::: Documentfragment
Hoeveel vrouwelijke choreografen ken jij die een avondvullend ballet maken voor een klassiek topballetgezelschap? – Dat dacht ik al.
Voordat ik naar Frida ga, krijg ik bericht dat een Latijns-Amerikaans jonge vrouw is opgenomen in het ziekenhuis. Verlies van veel bloed, en ongeboren kind. Het blijmoedige meisje dat ik ken steekt op WhatsApp zwakjes een duim omhoog vanuit het ziekenhuisbed. Haar man is bij haar en ondersteunt haar. Dat was blijkbaar anders met Diego Rivera, kunstenaar en de man van Frida Kahlo. Die liet het qua huwelijkse trouw nogal afweten. Deze twee thema’s, miskraam en ontrouw, lopen als een rode draad door Frida.
Vrouwen en grote balletten
Grote klassieke balletten maken is iets wat vooral mannen doen. Dat moet vrouwen ook lukken, dacht de pittige artistiek leider van English National Ballet, Tamara Rojo. Zij nodigde Annabelle Lopez Ochoa uit een werk te maken over een bijzondere vrouw. Vervolgens was het de beurt aan artistiek leider Ted Brandsen, maker van het ballet Mata Hari, Annabelle te vragen haar Broken Wings uit te bouwen naar een avondvullende voorstelling.
Het Annabelle-effect.
Dat kan Annabelle. Wereldwijd wordt ze opgetrommeld om succesvolle producties op te voeren. Ze is inmiddels van vele markten thuis, van het prijswinnende A Streetcar Named Desire tot het populaire Last Resistance (review here) met zangeres Wende bij Het Nationale Ballet. Het houdt ook in dat ze een jong publiek weet te trekken. Een bezoekster die in de pauze weg moest in verband met de babysitter, liet weten dat ze hoe dan ook de eerste helft van Frida wilde zien, alleen al om een indruk te krijgen. Het Annabelle-effect.
Liever geen grote verhalen.
Een verhalend avondvullend ballet maken voor een klassiek gezelschap is iets wat veel grote choreografen graag aan zich voorbij laten gaan. Dat het extra moedig is dat Lopez Ochoa de uitdaging aanneemt, wil niet zeggen dat de missie is geslaagd. Wel positief is dat in een klassiek ballet uitgebreid aandacht kan worden besteed aan zoiets als een miskraam. Ik kan als man daar weinig over zeggen maar ik begrijp nu dat een periode na zo’n ervaring, of na plotse invaliditeit, heel donker kan zijn.
::::::
::: Invoergegevens
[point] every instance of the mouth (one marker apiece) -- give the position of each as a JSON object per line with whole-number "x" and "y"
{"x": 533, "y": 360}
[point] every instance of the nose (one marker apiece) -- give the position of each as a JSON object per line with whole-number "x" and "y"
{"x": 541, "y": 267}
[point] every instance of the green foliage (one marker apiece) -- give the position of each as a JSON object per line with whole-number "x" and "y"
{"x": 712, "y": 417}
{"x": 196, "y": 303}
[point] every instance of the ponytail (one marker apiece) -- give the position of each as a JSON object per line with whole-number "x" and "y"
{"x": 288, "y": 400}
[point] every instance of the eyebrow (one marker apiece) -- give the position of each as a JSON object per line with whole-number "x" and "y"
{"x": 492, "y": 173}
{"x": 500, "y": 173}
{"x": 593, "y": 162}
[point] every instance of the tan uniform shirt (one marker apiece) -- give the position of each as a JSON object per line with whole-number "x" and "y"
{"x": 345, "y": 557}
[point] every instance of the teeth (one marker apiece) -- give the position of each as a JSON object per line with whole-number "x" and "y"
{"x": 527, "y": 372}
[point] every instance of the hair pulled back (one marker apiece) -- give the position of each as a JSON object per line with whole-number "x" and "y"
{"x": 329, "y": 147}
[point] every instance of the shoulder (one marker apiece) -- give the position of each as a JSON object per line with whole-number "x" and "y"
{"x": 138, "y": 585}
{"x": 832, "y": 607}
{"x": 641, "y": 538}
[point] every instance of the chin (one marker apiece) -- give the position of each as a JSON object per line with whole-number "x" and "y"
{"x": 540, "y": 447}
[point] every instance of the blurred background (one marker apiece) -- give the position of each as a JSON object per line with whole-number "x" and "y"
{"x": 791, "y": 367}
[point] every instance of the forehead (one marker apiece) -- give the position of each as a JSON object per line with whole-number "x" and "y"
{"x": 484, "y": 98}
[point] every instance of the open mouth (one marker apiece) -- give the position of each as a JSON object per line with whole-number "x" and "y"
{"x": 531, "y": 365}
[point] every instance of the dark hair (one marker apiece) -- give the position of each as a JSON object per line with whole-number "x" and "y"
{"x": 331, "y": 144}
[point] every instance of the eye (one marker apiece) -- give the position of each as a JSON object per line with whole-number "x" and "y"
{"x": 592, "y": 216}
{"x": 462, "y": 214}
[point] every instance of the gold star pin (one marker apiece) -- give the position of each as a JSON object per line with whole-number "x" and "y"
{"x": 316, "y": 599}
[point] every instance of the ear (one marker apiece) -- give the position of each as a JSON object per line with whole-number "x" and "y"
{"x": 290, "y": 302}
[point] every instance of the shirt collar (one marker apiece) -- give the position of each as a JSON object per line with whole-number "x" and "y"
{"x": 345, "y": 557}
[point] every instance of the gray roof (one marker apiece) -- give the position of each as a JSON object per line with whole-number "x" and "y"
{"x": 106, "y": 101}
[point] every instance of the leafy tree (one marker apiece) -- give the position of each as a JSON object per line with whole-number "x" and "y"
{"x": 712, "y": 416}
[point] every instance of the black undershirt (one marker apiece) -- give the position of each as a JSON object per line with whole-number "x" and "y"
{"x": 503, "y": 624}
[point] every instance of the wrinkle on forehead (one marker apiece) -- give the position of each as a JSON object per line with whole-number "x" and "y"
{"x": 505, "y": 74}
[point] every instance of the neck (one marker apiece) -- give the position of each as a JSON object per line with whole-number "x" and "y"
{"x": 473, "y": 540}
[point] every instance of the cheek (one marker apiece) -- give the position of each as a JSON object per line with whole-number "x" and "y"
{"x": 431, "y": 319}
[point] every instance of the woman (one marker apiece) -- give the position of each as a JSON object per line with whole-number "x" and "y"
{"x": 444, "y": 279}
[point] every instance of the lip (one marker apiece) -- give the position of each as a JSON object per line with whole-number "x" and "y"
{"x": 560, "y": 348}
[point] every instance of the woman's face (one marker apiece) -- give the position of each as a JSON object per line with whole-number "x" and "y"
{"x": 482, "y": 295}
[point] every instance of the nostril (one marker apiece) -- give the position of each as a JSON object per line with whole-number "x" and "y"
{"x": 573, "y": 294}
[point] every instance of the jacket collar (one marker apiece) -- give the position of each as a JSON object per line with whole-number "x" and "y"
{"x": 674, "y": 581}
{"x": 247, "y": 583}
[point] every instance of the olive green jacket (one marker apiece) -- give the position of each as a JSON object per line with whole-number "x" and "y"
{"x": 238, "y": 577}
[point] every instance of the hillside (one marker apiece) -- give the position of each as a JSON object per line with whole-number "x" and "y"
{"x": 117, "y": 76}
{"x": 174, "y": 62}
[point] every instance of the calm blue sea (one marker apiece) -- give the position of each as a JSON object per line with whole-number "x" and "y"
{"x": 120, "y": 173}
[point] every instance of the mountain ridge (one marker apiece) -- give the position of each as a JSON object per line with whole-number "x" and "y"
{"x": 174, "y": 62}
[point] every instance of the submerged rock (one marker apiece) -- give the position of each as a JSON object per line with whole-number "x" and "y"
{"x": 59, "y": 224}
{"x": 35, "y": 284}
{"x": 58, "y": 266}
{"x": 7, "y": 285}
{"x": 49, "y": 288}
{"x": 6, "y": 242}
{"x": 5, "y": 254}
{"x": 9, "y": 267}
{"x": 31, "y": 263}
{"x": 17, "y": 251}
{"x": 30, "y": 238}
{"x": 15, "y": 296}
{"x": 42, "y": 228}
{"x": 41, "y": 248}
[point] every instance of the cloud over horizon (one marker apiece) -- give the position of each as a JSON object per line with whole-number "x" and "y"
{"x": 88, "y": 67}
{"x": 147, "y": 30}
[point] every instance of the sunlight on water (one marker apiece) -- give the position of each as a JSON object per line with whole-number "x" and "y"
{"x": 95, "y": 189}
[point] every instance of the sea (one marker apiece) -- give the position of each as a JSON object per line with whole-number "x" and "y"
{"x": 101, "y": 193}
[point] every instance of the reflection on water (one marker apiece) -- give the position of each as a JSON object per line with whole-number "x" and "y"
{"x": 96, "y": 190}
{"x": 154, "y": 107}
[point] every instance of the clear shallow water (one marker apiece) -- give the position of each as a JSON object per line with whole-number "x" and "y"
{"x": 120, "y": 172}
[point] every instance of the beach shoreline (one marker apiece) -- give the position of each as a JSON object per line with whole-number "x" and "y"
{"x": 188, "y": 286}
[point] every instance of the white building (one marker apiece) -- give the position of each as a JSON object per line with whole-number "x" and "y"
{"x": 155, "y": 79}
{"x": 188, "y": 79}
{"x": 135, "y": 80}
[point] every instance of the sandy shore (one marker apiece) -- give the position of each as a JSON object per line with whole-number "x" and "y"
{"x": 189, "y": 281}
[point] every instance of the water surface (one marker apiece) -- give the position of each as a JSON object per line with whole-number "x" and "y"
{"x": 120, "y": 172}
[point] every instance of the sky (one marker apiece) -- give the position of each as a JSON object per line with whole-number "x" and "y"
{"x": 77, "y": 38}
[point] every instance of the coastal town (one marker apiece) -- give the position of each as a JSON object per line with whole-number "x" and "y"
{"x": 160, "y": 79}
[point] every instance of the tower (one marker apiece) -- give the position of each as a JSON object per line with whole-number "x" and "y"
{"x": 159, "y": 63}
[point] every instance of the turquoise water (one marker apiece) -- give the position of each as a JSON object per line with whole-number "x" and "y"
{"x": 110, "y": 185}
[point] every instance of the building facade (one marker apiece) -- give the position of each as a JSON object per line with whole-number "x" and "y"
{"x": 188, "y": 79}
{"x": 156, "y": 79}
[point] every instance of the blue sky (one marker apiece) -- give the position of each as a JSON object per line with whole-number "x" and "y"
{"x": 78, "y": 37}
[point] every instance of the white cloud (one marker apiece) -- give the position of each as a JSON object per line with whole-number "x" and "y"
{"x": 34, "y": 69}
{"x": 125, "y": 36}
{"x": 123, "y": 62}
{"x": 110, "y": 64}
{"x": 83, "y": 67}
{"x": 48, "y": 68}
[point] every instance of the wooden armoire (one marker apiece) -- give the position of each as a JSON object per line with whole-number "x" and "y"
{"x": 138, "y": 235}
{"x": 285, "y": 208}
::::::
## Opdracht
Geef alle personen die in het documentfragment bij naam voorkomen. Baseer je uitsluitend op het documentfragment.

## Antwoordruimte
Diego Rivera, Frida Kahlo, Tamara Rojo, Annabelle Lopez Ochoa, Ted Brandsen, Wende